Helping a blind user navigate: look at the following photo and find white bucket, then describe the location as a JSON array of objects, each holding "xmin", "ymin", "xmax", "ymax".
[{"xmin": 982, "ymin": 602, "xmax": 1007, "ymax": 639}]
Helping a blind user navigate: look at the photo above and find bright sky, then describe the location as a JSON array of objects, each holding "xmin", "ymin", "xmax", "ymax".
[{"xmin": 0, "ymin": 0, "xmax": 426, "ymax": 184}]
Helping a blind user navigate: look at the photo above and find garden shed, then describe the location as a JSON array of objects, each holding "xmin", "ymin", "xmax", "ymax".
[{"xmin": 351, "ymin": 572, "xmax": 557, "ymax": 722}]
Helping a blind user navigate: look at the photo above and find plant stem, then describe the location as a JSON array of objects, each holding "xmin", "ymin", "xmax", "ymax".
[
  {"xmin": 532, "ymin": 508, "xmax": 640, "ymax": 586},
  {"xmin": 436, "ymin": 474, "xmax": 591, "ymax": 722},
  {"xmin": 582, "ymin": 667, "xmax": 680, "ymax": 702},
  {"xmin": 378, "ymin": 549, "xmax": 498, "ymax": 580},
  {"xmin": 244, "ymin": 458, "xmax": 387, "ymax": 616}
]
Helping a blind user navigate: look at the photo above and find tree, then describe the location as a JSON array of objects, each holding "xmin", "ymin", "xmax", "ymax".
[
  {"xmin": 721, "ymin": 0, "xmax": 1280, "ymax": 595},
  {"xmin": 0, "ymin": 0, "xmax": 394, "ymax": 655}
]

**What you should do**
Format every line of the records above as a numbered list, omitting any blank lines.

**Result**
1. Helping a blind user navigate: look at the following photo and find white bucket, then describe the location as a JSON array of objects, each holding "xmin", "ymin", "xmax", "ymax".
2. [{"xmin": 982, "ymin": 602, "xmax": 1007, "ymax": 639}]
3. Helping a blind user navigate: look at the photo above and find bright sky, then describe the location as a JSON array of objects, each holding "xmin", "ymin", "xmax", "ymax".
4. [{"xmin": 0, "ymin": 0, "xmax": 426, "ymax": 184}]
5. Helping a blind user navigate: look at the photo above and find garden shed, then describe the location as a JSON array of objects, each holding "xmin", "ymin", "xmax", "ymax".
6. [{"xmin": 351, "ymin": 572, "xmax": 557, "ymax": 722}]
7. Helping a blind user navigate: look at the photo above and find plant stem, then describe the location as a JSON array of objects, each holding "xmin", "ymin", "xmax", "ymax".
8. [
9.   {"xmin": 532, "ymin": 508, "xmax": 640, "ymax": 586},
10.   {"xmin": 436, "ymin": 474, "xmax": 591, "ymax": 722},
11.   {"xmin": 582, "ymin": 667, "xmax": 680, "ymax": 702},
12.   {"xmin": 378, "ymin": 549, "xmax": 498, "ymax": 580},
13.   {"xmin": 244, "ymin": 458, "xmax": 387, "ymax": 616}
14. ]
15. Helping a blind user navigate: look at the photo above and find tree, then describe the location as a JSON array of objects, each holding "xmin", "ymin", "xmax", "ymax".
16. [
17.   {"xmin": 721, "ymin": 0, "xmax": 1280, "ymax": 595},
18.   {"xmin": 0, "ymin": 0, "xmax": 394, "ymax": 655}
19. ]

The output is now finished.